[Stored data entries]
------
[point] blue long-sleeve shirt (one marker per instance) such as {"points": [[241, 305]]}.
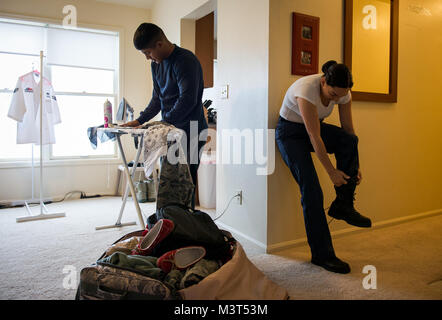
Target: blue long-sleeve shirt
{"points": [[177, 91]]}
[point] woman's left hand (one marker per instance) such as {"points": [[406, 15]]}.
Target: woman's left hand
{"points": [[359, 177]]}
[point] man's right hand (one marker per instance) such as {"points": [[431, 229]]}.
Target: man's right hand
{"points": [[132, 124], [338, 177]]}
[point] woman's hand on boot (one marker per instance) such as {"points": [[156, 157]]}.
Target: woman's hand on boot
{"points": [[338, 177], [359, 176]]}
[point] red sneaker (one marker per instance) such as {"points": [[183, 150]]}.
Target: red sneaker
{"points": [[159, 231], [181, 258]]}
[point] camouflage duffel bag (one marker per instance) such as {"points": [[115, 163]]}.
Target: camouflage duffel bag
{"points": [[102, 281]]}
------
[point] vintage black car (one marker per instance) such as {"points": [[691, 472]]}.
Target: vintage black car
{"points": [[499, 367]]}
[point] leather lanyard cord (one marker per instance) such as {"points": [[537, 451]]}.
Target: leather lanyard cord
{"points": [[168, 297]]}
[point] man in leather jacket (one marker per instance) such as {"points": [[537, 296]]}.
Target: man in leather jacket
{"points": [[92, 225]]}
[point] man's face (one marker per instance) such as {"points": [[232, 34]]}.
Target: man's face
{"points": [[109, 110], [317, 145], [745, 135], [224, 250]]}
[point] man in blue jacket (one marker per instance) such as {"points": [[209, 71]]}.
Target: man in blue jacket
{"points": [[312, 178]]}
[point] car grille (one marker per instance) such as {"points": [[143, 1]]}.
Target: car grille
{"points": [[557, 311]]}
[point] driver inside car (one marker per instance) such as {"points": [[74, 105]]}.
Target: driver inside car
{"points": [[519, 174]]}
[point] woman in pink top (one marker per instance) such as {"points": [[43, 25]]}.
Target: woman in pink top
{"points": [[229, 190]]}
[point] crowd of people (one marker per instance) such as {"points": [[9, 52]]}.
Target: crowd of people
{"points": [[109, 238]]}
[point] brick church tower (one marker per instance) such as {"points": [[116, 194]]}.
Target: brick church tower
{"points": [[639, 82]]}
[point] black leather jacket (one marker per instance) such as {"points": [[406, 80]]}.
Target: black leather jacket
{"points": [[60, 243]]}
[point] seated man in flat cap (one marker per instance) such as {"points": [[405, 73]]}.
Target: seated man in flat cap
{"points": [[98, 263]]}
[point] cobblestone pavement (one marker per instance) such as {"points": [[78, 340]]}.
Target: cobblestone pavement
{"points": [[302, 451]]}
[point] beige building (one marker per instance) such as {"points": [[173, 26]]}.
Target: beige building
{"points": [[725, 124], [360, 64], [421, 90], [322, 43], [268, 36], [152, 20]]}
------
Exercise goal: Proceeding from the line containing "Target: black leather jacket" through the line containing "[point] cobblestone pavement", transcribe the lines above exactly, both end lines included.

Answer for the task:
Target: black leather jacket
{"points": [[60, 243]]}
[point] seated man in flat cap (one marker per instance) such as {"points": [[405, 73]]}.
Target: seated man in flat cap
{"points": [[98, 263]]}
[point] cobblestone pavement (one marker per instance) such as {"points": [[78, 340]]}.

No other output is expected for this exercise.